# AVAILABLE RECORDS start

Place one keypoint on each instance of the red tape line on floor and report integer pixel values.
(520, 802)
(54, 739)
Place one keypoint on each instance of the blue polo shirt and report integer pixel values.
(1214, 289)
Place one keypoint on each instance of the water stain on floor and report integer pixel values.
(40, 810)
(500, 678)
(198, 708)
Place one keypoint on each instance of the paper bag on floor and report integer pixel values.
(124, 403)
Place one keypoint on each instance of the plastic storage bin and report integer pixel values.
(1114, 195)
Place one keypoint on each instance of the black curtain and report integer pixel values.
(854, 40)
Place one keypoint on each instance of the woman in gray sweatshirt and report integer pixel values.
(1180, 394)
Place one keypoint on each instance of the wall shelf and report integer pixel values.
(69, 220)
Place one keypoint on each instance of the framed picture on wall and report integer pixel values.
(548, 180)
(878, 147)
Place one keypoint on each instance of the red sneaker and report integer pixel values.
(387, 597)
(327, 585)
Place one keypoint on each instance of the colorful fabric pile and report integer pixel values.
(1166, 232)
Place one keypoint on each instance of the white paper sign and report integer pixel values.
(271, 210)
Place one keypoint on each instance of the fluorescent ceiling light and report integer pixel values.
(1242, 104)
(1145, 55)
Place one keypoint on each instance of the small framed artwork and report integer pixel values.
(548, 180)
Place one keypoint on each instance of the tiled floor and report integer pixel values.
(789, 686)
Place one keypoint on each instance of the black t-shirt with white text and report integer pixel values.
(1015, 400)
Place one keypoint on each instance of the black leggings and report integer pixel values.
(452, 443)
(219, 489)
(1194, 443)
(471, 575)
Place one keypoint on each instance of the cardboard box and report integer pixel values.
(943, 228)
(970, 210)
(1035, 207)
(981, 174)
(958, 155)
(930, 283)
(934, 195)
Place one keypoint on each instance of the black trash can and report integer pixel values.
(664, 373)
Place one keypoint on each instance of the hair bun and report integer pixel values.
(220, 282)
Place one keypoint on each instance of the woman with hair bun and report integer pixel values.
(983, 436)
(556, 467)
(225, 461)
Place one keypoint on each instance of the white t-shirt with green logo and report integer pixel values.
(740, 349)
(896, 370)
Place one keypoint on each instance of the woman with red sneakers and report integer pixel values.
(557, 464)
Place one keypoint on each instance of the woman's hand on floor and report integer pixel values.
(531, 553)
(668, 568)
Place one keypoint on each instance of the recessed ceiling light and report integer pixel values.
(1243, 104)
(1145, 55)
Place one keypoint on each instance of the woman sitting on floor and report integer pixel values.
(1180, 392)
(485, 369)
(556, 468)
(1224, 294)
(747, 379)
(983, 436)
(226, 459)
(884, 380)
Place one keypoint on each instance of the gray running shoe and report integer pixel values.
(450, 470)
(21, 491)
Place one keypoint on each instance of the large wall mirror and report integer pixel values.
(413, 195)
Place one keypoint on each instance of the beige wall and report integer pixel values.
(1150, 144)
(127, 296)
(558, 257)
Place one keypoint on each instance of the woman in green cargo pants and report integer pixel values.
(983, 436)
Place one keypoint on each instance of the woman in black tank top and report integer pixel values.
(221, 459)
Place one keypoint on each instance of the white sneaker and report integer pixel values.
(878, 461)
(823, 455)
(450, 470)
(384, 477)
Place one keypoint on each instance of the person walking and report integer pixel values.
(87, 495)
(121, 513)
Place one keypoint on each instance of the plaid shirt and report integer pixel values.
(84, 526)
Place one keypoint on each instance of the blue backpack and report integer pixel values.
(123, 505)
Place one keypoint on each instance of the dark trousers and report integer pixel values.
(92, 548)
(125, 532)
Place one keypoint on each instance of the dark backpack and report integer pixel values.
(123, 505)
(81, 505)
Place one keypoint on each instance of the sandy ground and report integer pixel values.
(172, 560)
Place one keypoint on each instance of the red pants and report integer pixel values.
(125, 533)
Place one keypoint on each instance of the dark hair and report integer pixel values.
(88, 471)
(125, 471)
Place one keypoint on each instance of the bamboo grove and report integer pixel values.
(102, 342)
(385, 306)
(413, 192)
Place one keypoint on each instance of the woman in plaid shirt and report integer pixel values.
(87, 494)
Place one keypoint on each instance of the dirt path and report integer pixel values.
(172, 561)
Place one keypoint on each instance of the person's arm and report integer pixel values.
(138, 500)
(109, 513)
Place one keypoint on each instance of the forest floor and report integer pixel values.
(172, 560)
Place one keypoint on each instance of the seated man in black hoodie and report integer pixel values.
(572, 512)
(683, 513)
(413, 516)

# AVAILABLE RECORDS end
# AVAILABLE RECORDS start

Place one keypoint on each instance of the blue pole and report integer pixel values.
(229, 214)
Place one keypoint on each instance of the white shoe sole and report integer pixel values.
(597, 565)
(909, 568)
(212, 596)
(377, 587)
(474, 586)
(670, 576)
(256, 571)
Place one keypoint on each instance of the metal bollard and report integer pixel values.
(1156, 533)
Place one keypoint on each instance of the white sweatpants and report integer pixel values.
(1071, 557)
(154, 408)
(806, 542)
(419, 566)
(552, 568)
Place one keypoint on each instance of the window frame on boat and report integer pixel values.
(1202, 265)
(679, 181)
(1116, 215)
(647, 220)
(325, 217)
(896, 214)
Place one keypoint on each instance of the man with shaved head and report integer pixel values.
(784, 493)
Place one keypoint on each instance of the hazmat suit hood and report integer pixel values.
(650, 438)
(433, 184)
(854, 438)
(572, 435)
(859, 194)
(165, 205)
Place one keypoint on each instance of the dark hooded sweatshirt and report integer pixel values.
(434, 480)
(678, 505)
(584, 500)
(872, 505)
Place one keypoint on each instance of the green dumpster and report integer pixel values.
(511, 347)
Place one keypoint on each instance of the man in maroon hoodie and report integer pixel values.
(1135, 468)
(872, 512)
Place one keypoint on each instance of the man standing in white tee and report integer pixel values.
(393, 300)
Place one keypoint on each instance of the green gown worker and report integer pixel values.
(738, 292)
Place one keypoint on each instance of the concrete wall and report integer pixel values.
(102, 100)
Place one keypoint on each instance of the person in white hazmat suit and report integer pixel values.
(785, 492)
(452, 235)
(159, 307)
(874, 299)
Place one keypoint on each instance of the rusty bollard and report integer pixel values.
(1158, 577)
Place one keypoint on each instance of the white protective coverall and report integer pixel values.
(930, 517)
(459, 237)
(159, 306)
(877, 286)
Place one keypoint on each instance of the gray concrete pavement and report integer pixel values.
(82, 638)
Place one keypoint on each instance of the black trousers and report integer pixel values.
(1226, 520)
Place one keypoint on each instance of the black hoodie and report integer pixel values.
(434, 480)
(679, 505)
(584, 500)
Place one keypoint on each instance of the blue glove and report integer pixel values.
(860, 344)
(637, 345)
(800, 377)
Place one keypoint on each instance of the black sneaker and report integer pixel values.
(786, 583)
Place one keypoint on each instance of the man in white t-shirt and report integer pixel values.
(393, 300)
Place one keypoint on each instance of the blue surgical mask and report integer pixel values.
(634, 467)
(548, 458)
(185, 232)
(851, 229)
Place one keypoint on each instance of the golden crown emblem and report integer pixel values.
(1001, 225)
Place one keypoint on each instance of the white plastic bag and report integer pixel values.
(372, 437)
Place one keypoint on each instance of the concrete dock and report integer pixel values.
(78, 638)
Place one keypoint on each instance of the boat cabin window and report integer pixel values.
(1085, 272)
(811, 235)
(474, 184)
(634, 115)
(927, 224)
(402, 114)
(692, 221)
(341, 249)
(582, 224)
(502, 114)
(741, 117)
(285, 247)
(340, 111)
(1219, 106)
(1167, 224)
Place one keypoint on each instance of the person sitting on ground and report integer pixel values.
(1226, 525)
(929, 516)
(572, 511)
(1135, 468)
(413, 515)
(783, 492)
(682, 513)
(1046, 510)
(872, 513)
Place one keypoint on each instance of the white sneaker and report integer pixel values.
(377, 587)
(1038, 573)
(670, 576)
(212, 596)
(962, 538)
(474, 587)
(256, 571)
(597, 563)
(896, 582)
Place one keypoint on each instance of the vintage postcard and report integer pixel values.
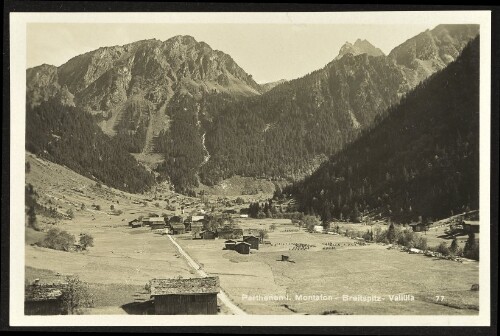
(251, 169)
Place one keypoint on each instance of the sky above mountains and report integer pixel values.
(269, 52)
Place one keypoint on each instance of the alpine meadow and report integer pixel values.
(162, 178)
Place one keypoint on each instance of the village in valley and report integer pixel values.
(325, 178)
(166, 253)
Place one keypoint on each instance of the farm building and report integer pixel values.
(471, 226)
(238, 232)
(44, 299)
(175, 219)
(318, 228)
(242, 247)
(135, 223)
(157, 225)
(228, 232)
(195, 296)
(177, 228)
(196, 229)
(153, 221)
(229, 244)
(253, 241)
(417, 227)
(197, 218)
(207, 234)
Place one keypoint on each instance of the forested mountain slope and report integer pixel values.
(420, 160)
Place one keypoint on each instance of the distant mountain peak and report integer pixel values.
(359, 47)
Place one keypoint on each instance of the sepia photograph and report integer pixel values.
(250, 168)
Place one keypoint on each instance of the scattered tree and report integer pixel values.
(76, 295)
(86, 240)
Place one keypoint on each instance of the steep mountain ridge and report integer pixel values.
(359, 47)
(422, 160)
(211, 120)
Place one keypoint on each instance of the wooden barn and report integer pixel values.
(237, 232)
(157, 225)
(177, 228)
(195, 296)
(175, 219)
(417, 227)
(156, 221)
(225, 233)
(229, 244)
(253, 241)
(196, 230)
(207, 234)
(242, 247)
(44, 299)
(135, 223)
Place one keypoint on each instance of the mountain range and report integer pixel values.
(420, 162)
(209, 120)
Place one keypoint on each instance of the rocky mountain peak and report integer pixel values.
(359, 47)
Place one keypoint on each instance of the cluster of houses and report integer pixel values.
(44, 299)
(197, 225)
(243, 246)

# AVAILABLE RECORDS end
# AVAILABLE RECORDS start

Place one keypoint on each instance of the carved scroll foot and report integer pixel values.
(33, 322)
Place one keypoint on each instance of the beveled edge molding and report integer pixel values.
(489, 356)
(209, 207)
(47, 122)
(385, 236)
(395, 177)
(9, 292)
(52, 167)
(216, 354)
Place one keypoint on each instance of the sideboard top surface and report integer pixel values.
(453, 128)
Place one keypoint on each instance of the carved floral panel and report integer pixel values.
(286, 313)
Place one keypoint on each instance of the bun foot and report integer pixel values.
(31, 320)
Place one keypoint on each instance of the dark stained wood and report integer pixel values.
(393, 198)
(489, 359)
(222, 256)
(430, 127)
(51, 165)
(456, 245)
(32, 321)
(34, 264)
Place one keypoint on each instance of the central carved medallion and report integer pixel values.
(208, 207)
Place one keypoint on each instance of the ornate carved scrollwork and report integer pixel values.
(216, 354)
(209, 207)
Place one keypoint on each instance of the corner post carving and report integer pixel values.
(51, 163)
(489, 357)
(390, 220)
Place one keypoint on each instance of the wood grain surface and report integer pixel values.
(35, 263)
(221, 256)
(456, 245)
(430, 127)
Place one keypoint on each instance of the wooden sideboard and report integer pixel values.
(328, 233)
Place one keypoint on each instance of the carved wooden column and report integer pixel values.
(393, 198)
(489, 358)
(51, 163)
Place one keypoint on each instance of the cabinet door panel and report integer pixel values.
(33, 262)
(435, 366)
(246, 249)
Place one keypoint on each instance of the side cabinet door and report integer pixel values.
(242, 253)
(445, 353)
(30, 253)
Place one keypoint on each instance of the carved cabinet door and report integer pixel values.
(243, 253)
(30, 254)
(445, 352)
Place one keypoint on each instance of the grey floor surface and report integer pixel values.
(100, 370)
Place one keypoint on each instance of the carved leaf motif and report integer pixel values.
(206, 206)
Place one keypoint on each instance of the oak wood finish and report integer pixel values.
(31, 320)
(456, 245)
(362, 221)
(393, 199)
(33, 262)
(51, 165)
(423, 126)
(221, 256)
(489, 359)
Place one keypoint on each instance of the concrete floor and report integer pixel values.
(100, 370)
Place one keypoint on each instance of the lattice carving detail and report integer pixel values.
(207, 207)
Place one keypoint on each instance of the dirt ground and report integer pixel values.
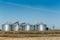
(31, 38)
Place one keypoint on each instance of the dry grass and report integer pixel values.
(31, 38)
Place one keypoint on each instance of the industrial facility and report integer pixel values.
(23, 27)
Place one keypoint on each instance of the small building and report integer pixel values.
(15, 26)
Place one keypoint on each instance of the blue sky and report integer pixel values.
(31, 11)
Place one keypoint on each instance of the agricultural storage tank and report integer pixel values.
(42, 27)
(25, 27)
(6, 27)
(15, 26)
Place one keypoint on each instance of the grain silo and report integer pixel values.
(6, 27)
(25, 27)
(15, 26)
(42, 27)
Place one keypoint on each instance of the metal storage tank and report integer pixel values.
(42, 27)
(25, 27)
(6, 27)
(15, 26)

# AVAILABLE RECORDS end

*EXERCISE GOAL*: Rewrite the data starting with the line that contains "Place one keypoint on each instance of the red tape" and going on through the line that contains "(1114, 195)", replacing "integer pixel values" with "whole-number pixel coordinates" and leaving everything else unchanged.

*THE RESPONSE*:
Place one keypoint on each instance of the red tape line on floor and report whole-number pixel coordinates.
(520, 802)
(54, 739)
Place one keypoint on each instance of the blue polo shirt and report whole-number pixel coordinates.
(1214, 289)
Place one keypoint on each instance of the water stain on floor and report whole-number pixel coordinates.
(40, 810)
(500, 678)
(198, 708)
Place one keypoint on each instance of the paper bag on floor and report whole-number pixel coordinates.
(124, 403)
Place one keypoint on each instance of the plastic storage bin and report whole-number pixel coordinates.
(1114, 195)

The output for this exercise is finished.